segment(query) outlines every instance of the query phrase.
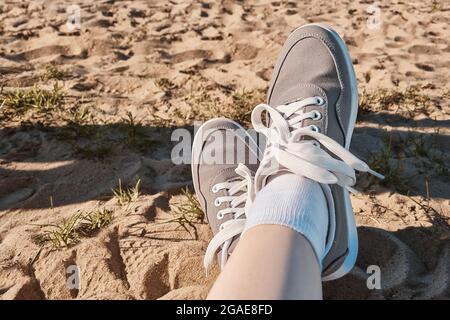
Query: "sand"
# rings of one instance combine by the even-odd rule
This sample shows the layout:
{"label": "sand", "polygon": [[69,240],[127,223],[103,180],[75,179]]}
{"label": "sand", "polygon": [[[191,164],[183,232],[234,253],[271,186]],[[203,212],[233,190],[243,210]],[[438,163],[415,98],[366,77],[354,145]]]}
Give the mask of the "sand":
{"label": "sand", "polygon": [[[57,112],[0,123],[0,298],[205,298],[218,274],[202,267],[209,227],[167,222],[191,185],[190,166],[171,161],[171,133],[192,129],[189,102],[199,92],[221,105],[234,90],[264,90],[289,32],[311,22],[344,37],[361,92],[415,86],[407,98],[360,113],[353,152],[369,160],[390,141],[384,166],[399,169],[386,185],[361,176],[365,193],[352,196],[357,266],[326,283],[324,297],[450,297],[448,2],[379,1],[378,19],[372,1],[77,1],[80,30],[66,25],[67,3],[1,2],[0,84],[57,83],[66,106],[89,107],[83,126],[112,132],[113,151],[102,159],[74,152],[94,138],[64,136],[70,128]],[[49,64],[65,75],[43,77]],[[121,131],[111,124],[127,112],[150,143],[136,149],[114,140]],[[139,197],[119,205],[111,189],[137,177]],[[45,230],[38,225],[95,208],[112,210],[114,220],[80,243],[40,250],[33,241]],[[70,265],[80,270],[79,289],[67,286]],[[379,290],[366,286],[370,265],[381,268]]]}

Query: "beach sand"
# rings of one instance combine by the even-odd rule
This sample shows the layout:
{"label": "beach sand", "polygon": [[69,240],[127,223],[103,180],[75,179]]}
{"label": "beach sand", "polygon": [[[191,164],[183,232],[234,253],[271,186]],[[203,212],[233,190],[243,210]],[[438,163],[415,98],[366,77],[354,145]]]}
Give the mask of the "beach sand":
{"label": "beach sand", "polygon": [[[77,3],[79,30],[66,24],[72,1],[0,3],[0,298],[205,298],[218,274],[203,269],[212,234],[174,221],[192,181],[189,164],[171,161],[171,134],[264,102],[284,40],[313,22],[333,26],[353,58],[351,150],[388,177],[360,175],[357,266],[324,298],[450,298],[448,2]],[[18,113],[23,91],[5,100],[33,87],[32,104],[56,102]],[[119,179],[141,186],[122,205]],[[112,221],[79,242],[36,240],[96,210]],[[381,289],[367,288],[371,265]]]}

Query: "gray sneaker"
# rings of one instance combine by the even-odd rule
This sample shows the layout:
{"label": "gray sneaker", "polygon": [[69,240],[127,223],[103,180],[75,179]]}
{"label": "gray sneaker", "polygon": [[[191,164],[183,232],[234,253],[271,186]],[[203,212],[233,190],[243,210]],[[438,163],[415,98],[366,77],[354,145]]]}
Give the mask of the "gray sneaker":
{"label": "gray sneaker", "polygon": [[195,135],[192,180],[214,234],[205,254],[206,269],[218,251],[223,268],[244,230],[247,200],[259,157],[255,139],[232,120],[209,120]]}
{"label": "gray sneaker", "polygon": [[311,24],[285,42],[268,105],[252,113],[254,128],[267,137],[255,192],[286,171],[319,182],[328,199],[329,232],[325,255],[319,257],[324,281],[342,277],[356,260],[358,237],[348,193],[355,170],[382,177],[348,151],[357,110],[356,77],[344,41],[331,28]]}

==

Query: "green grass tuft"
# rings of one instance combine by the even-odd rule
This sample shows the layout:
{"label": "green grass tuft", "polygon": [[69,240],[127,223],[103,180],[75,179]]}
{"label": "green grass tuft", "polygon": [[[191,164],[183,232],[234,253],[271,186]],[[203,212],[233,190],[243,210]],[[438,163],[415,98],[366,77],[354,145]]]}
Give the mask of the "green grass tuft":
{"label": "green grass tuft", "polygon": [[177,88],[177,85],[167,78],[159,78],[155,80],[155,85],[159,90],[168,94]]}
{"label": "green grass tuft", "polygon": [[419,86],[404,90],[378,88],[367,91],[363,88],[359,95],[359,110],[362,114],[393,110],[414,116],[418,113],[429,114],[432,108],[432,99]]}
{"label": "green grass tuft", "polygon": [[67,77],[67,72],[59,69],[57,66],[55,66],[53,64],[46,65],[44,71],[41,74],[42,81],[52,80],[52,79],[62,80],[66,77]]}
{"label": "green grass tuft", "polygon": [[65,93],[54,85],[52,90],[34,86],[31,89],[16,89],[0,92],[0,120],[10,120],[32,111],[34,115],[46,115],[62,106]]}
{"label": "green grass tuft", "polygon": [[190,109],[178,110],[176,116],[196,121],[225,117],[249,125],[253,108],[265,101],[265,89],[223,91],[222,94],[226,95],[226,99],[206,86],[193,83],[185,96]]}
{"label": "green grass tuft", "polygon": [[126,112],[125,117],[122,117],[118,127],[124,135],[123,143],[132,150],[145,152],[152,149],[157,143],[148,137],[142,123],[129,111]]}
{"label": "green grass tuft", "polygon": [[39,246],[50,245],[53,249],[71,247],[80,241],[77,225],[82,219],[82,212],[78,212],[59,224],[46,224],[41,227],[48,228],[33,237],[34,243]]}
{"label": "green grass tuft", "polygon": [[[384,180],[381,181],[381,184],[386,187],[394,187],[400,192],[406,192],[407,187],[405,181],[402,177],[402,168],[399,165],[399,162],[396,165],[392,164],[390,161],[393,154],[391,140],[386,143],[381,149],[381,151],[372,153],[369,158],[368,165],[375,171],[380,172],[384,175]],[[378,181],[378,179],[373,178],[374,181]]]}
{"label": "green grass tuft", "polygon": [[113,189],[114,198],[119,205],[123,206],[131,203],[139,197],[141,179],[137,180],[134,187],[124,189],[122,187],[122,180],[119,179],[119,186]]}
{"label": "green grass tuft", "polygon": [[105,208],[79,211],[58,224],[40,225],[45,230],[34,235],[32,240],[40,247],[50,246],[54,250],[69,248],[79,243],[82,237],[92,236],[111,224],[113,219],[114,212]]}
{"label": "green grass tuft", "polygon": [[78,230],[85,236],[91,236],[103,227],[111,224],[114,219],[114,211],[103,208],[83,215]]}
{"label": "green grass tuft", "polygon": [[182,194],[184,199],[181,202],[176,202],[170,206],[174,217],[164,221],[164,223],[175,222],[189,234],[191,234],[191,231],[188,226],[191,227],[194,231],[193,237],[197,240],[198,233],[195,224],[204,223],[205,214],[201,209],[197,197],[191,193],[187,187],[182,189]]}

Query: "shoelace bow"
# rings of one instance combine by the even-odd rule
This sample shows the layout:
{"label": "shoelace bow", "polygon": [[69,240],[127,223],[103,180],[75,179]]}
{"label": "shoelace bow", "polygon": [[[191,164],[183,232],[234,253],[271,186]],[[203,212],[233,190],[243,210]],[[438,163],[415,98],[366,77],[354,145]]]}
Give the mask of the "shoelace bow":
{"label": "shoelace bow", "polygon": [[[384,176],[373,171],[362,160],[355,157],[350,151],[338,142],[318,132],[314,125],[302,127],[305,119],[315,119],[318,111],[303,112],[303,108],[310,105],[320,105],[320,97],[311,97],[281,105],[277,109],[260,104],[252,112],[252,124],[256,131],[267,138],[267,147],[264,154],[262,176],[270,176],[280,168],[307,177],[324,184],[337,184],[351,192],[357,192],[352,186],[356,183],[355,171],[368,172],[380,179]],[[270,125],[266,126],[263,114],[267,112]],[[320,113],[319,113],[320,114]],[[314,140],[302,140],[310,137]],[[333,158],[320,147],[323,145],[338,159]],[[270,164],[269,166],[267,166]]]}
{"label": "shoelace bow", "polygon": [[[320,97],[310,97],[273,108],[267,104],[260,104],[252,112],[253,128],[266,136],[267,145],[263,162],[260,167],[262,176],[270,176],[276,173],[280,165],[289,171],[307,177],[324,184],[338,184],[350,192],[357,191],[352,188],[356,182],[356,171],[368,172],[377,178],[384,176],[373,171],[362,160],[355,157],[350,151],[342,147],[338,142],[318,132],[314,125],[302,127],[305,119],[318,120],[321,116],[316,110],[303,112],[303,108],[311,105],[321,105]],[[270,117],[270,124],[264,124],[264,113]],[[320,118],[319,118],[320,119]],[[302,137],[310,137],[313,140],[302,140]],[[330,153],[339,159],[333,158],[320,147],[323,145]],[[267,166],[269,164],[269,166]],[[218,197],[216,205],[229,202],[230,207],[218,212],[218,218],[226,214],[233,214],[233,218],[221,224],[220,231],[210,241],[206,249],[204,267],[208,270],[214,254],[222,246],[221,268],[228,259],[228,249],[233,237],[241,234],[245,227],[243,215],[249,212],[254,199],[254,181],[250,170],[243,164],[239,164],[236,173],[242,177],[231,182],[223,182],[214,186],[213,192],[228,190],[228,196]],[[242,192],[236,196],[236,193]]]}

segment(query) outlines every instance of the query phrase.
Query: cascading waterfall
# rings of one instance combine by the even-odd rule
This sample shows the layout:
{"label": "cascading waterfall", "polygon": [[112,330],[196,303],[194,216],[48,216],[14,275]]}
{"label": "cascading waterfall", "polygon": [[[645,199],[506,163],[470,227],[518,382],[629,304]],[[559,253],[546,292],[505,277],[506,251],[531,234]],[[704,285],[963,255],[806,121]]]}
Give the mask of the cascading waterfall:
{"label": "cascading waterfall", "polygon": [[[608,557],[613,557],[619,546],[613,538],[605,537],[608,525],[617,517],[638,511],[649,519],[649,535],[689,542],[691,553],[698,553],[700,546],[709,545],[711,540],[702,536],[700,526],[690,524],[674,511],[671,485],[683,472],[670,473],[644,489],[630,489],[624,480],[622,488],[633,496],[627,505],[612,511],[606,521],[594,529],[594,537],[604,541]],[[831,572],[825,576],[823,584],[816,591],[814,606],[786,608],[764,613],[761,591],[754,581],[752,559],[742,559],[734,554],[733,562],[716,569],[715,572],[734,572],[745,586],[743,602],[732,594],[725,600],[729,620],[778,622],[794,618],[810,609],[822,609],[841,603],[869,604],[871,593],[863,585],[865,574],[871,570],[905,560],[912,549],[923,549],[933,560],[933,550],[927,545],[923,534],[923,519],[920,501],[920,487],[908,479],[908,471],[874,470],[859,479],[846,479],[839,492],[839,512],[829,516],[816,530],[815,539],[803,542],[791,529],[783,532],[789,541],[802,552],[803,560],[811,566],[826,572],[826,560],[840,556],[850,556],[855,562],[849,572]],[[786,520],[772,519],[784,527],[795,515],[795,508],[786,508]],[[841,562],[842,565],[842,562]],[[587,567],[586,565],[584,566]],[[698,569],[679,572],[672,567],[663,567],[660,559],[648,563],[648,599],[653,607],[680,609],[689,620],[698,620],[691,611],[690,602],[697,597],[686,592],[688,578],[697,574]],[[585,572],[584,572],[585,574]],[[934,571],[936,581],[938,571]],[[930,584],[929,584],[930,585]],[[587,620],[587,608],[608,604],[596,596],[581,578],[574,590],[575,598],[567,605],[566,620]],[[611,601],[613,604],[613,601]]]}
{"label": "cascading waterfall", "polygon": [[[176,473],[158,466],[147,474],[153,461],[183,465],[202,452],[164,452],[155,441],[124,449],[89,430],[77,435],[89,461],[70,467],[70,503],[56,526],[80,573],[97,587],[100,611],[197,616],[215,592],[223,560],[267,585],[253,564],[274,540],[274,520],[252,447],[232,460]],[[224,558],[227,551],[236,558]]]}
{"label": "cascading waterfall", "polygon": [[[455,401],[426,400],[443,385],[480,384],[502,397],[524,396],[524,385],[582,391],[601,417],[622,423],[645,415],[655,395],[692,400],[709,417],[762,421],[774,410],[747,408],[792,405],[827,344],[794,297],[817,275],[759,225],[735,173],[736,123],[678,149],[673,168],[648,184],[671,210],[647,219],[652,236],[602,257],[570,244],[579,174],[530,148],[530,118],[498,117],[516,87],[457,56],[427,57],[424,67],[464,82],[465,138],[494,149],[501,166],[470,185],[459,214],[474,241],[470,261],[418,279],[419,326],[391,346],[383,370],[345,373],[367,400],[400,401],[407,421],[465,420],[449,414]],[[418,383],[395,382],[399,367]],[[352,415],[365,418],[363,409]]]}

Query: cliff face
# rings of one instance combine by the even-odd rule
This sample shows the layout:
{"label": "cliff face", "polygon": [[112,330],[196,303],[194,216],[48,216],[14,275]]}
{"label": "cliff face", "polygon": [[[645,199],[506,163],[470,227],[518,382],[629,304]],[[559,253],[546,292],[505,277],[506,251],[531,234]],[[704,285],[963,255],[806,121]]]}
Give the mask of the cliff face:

...

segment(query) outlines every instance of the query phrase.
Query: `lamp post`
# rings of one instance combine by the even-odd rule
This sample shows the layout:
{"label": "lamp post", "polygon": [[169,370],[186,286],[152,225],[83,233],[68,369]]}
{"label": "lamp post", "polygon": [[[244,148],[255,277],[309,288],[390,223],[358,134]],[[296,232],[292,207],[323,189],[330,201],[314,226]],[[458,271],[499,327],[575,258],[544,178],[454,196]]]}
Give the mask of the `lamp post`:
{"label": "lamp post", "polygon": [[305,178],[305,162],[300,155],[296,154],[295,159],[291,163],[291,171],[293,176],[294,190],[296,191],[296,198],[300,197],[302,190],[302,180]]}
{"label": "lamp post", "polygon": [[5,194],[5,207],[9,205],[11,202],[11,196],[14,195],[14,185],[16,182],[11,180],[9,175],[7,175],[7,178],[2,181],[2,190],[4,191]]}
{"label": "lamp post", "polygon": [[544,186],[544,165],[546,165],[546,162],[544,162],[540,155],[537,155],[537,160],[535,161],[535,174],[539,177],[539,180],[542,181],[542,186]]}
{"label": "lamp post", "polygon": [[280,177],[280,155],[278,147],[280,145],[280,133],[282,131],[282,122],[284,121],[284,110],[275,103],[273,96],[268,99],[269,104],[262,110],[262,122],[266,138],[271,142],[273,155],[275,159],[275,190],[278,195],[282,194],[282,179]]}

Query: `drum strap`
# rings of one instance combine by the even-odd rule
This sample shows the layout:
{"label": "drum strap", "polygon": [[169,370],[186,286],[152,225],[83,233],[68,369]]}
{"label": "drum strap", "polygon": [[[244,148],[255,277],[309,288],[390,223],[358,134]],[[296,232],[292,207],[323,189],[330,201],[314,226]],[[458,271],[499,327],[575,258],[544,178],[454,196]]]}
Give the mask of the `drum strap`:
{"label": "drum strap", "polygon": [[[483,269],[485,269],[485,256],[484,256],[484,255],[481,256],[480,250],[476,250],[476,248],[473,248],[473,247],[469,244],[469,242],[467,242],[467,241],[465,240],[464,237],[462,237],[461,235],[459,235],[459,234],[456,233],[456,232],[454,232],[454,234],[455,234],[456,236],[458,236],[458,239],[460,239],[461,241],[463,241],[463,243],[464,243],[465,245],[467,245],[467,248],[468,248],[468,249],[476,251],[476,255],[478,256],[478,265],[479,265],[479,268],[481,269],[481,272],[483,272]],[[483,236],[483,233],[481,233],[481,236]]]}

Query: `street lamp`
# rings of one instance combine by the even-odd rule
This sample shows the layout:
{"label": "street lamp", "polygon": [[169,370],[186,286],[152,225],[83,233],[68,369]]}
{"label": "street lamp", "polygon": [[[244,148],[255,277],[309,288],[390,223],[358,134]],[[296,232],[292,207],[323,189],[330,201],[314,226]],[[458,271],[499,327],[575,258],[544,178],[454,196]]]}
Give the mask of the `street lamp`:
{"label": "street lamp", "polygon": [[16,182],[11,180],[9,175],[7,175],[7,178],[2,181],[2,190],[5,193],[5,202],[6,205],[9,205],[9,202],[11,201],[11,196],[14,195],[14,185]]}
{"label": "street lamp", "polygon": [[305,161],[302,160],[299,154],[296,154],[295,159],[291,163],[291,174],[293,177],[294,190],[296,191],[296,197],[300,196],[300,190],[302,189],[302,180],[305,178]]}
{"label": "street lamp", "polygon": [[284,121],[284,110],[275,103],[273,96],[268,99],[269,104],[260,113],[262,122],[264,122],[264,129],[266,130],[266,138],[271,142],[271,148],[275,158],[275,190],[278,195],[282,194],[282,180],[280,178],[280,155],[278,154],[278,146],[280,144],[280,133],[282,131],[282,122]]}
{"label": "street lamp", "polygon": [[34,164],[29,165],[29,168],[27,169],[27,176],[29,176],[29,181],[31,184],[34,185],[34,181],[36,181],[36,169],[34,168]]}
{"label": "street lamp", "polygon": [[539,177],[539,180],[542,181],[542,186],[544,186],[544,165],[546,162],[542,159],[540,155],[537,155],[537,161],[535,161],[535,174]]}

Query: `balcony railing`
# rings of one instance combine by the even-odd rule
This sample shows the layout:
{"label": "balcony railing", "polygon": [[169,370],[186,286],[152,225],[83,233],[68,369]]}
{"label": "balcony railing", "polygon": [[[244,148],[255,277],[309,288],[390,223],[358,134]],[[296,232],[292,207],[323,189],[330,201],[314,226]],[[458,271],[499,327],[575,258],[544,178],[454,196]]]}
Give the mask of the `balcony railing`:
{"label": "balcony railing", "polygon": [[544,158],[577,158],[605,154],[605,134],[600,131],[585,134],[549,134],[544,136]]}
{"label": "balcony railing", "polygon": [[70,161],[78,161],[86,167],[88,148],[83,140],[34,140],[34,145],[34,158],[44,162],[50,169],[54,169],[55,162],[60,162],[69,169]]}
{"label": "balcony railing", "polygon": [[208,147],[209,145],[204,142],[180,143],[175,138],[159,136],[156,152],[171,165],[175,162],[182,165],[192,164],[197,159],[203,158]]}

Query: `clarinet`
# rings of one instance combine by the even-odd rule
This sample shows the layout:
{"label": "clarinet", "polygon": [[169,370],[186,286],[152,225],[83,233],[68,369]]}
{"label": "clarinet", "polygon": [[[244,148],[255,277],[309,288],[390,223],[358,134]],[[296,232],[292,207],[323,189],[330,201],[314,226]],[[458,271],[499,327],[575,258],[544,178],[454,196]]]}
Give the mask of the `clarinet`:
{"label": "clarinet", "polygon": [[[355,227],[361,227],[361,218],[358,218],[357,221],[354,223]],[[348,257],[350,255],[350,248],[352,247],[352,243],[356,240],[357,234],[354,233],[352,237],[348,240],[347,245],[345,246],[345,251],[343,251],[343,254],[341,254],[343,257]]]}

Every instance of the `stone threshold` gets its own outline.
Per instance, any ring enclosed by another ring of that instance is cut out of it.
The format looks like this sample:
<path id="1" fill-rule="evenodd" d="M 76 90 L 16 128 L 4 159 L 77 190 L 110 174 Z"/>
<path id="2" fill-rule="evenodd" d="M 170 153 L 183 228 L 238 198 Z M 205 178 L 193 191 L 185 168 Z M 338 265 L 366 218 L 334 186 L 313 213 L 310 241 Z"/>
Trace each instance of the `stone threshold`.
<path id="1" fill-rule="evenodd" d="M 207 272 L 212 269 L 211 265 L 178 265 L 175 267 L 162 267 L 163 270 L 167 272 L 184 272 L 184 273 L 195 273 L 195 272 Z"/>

Aim of the task »
Which lines in the material above include the string "cliff"? Pull them out.

Answer to this problem »
Query: cliff face
{"label": "cliff face", "polygon": [[112,330],[196,303],[194,216],[48,216],[14,275]]}
{"label": "cliff face", "polygon": [[[645,199],[506,163],[470,227],[518,382],[629,304]],[[559,253],[546,292],[505,277],[506,251],[531,234]],[[704,285],[963,255],[806,121]]]}
Give the mask of the cliff face:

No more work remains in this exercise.